__Work instructions__. Pull every line of text out of the material below and copy it word for word, leaving the pictures out.

__Listing__.
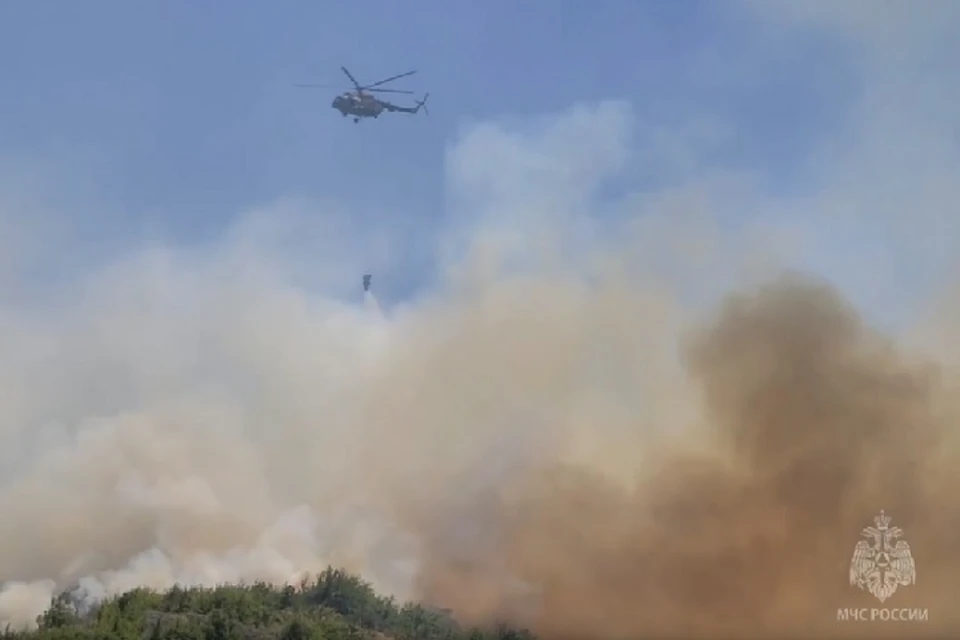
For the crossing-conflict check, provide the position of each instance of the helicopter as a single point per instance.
(360, 103)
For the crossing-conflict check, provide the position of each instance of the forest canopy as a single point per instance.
(334, 605)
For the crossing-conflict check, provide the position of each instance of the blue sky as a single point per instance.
(179, 114)
(167, 121)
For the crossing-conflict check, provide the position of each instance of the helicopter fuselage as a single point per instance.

__Solution below__.
For the crossing-conflict check, provide the position of each instance of the helicopter as a single point per instance.
(360, 103)
For the crossing-conflict check, provide the position of each instance of the forest canopy as a single point per instance.
(334, 605)
For the crossing-conflict check, provide the position of each instance of the blue sky as a single point per instance.
(179, 114)
(167, 121)
For the crossing-conflict check, provide the position of each instance of the helicopter fuselage as a single point per instance.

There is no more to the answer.